● **WHAT IS ASKED**:
Copy every line of the material below word for word, but leave out the pictures.

● **TASK DATA**:
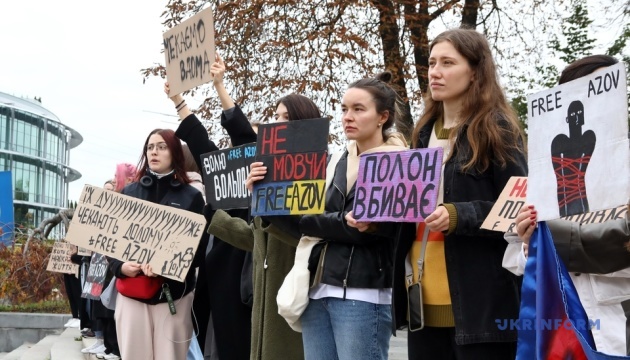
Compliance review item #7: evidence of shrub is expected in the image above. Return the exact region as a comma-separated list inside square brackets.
[0, 299, 71, 314]
[0, 241, 66, 304]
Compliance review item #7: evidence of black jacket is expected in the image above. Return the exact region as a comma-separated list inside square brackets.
[299, 151, 394, 297]
[175, 105, 256, 360]
[108, 174, 204, 305]
[392, 118, 527, 345]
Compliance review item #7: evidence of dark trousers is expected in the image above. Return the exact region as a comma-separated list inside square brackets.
[63, 274, 81, 319]
[407, 327, 516, 360]
[99, 317, 120, 356]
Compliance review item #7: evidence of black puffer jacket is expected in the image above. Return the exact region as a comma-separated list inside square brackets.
[108, 174, 205, 305]
[392, 121, 527, 345]
[299, 151, 395, 297]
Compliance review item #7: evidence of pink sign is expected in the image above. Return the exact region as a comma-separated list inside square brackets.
[352, 148, 443, 222]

● **EXPECTED OUTPUT**:
Compliance review item #7: evidence of shrub is expected in the image above. Return the exact region as a comma-separated list inside square brackets.
[0, 299, 71, 314]
[0, 241, 66, 304]
Compliance review item #7: evidence of black jacket is expected in the image above. Return the exact region as a comma-separated list inside square brackets.
[299, 151, 394, 297]
[175, 105, 256, 360]
[108, 174, 204, 305]
[392, 118, 527, 345]
Compliance review item #7: evidence of dark trousers is expected in the image above. Return the exact region as a comma-separated list inside square brackets.
[63, 274, 81, 319]
[407, 327, 516, 360]
[99, 317, 120, 356]
Compliance review item #7: evidence of black puffer jacket is expected in the image above. Return the exact region as a comma-separated list inside square brackets.
[108, 174, 205, 305]
[392, 121, 527, 345]
[299, 151, 395, 297]
Compliance review item #7: evidence of pink sign is expected in the image above. Return the exact region as a comma-separated list inside square brackets.
[352, 148, 443, 222]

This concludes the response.